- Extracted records
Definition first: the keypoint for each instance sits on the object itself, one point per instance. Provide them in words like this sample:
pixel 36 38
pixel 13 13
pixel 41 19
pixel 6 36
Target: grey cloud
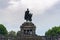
pixel 4 4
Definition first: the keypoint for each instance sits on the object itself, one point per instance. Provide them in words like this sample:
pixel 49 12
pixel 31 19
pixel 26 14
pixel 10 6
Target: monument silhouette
pixel 28 29
pixel 28 16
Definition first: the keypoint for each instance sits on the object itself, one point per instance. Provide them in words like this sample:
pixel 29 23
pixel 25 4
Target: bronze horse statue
pixel 28 16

- Task description
Word for word, reproduce all of the data, but keep out the pictures.

- Response area
Definition first: the keypoint for each instance sits on the object itself, one point per instance. Provide them in words like this sample:
pixel 36 38
pixel 13 13
pixel 41 19
pixel 6 36
Target: grey cloud
pixel 4 4
Definition first: the keypoint for each instance sits on the object itself, one point per instance. Provide them in words like this sample:
pixel 49 12
pixel 31 19
pixel 26 14
pixel 10 6
Target: monument silhouette
pixel 28 29
pixel 28 16
Definition first: the keypoint for each instance sits on the object itself, one point per instance. Provide them in words like this sample:
pixel 29 23
pixel 25 4
Target: bronze horse statue
pixel 28 16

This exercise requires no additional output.